*** GIVEN DATA

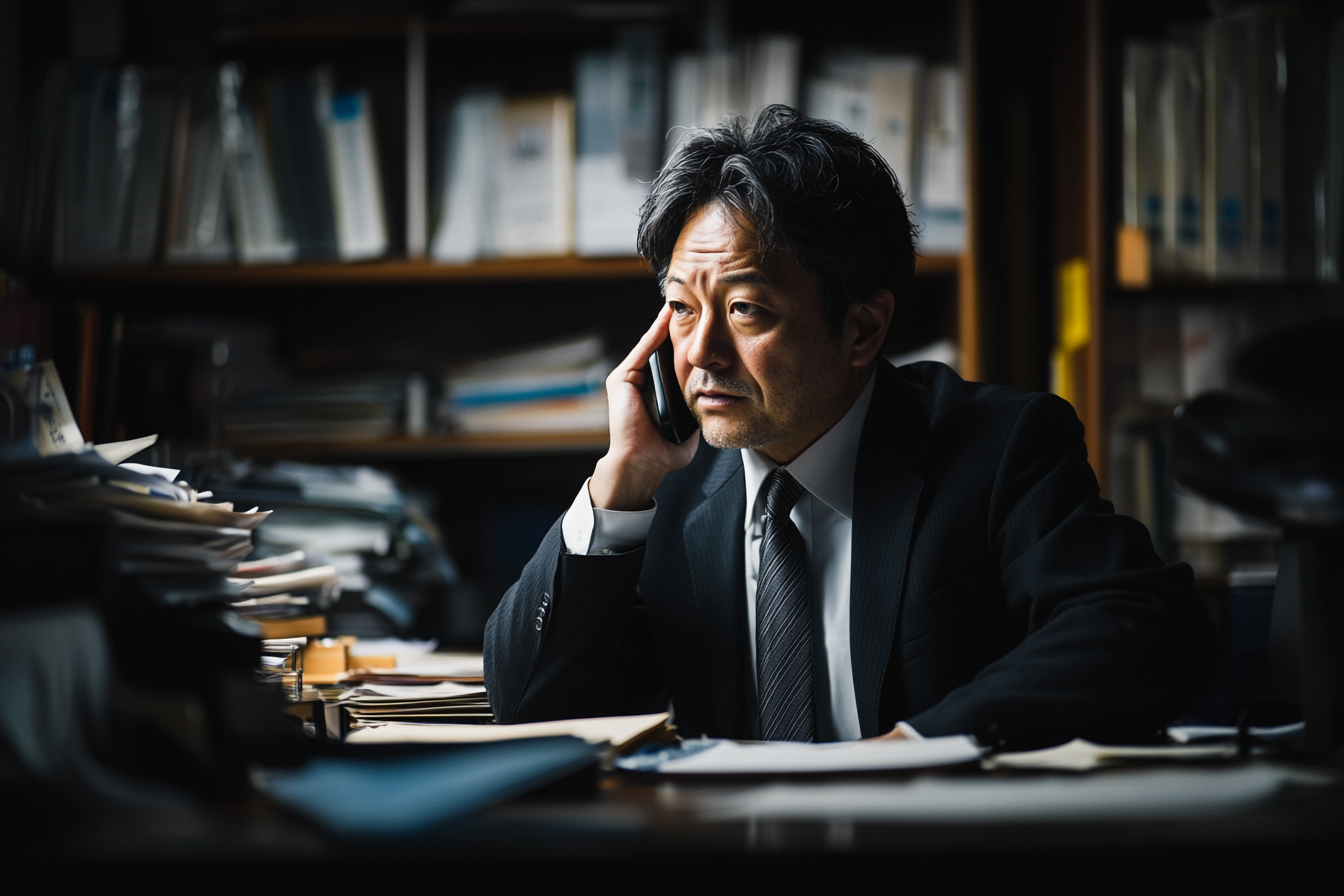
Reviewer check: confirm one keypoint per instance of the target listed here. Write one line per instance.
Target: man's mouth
(714, 399)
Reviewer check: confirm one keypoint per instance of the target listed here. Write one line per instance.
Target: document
(617, 731)
(121, 452)
(940, 799)
(1083, 755)
(708, 756)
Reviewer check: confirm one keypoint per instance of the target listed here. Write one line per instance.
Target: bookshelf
(390, 273)
(1122, 422)
(399, 306)
(437, 446)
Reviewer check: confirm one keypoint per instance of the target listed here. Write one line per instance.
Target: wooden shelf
(429, 446)
(403, 272)
(1229, 290)
(390, 272)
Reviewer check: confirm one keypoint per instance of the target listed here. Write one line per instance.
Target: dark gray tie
(784, 619)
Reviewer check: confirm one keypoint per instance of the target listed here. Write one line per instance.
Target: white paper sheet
(1083, 755)
(733, 758)
(372, 693)
(1120, 795)
(614, 730)
(121, 452)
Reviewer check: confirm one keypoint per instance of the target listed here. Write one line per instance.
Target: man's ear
(866, 327)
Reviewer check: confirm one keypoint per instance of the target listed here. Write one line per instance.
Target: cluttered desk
(239, 734)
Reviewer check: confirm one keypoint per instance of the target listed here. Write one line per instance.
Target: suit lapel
(714, 536)
(886, 496)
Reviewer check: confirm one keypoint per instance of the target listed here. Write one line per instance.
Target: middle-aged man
(855, 550)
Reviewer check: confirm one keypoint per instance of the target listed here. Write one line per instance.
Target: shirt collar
(824, 469)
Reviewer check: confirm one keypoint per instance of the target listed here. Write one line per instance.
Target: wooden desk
(645, 836)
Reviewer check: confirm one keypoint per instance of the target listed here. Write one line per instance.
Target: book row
(1234, 148)
(132, 165)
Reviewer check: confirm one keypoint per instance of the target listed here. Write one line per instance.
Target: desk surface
(651, 834)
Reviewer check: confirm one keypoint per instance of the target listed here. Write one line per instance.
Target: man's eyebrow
(745, 277)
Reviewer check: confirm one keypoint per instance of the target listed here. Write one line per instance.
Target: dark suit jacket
(992, 590)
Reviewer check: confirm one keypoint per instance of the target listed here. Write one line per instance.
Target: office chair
(1272, 446)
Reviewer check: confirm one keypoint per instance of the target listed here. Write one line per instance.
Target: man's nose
(710, 348)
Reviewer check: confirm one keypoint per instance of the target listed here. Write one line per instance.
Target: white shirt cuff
(907, 731)
(589, 529)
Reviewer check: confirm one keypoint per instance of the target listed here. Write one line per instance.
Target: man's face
(753, 353)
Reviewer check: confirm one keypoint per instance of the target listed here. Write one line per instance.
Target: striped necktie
(784, 619)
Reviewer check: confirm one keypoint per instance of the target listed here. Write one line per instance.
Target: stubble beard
(754, 430)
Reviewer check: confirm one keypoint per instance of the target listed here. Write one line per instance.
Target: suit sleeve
(570, 640)
(1117, 642)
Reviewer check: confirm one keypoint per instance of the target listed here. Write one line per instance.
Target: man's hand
(639, 458)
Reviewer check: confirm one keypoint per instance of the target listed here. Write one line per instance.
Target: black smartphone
(663, 396)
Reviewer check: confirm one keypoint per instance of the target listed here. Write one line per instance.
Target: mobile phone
(663, 396)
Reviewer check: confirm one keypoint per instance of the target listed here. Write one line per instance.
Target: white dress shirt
(824, 516)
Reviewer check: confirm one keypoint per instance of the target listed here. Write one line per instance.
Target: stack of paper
(355, 520)
(328, 410)
(710, 756)
(549, 388)
(172, 543)
(617, 731)
(420, 703)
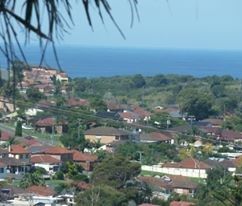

******

WHAT YOU ARE ASKED TO DO:
Quote the preceding records in their entirety, excluding every picture.

WRITTEN SOLUTION:
Reviewer check: confirm one keypoint per instance of the target listed here. Write one line per instance.
Target: man's mouth
(714, 399)
Reviewer check: confirm one keypoint per instance of the target listed here. Write one line per instance.
Target: document
(617, 731)
(121, 452)
(940, 799)
(1083, 755)
(708, 756)
Reviewer check: confirm one keypoint per instance of the target listed here. Write one line per instance.
Target: bookshelf
(390, 273)
(1122, 422)
(399, 306)
(437, 446)
Reviewer check: confirm one keypoint per instance of the target listed here. Write one line per instance.
Target: wooden shelf
(429, 446)
(403, 272)
(1229, 290)
(390, 272)
Reviewer check: confirm one keypoint per instance of the target listed here. Write one line per instance.
Target: dark gray tie
(784, 619)
Reviewer check: confirm one keypoint per instance of the target listed here. Write one line per instance.
Target: white paper sheet
(1083, 755)
(733, 758)
(372, 693)
(1120, 795)
(614, 730)
(121, 452)
Reviewer check: confirm one keypoint per instance of the target listed here. Write one line per instance.
Target: man's ear
(866, 327)
Reviewer check: confirm one keypoint per instance of the target listed here. Write one line per instance.
Target: cluttered desk
(239, 734)
Reviewer check: confirm one keypoint per instance of the target listed here. Write one line per instance.
Target: suit lapel
(714, 536)
(886, 496)
Reviewer check: confirm one keypoint per instance of the target listed here. Write one line per instance.
Target: middle-aged man
(855, 550)
Reviewer check: confirm one keypoint per instance of the target listed here. Write one line per instance.
Target: shirt collar
(824, 469)
Reviewer check: confirm one keypoint per instance of the target listed here. Write one line per instance.
Target: wooden desk
(645, 836)
Reviewer check: confirm one keypoint per instance of the target listed here. Write one line per instance.
Target: book row
(1234, 148)
(132, 165)
Reviewer check: confirm one keypoint per instance of the target listed here. Write one line per instance.
Target: desk surface
(651, 834)
Reviewer check: confirm one keypoint per instance of the target listed here. Write one line per instance.
Target: man's eyebrow
(745, 277)
Reviewer check: confirm one keypoint per instance of the target listed here. Write one line per instance.
Target: dark suit jacket
(992, 590)
Reviewer check: confirm one keypoint per instance of the target listed here. Write one line per instance.
Target: office chair
(1272, 446)
Reviewer check: confirm one keypoint per instance of the target listed here. Write one line per instance.
Target: man's nose
(710, 348)
Reviewer check: confirm one keypoint per instance of the target listed here. Write one line per instance.
Target: white shirt cuff
(907, 731)
(589, 529)
Reviewer check: confirm one keypoint per instance of the target listed here. Write one line per instance.
Target: man's face
(753, 353)
Reviewer check: confirm one keypoint per instance of the target listed here. Write one line per instance.
Target: striped necktie
(784, 619)
Reviewer check: confirm one keypoint per instance of the target listed here. Write one line per instance.
Target: stubble beard
(754, 430)
Reviewer check: confirm one keypoint per instance of the target listed here. Write one line per instance.
Target: suit sleeve
(570, 640)
(1117, 642)
Reviewer check: confirm one keypoint per instance of the target listed here. Write one line per instance.
Target: man's hand
(639, 458)
Reviewer check: confirm one keypoint per instance of the target listed here. Write one line per instance.
Target: black smartphone
(663, 396)
Reviewer check: confirm one keypoint per instance of the target listed here. Write one line per instance.
Target: mobile phone
(663, 396)
Reviewer check: confirm one keypoint per instance of the target listed here. Write one line per instance.
Target: white dress shirt
(824, 516)
Reviewer check: confirm one keypoint per instance of the target listed here. Write one line per instance.
Target: stack of paper
(355, 520)
(328, 410)
(710, 756)
(549, 388)
(172, 543)
(617, 731)
(420, 703)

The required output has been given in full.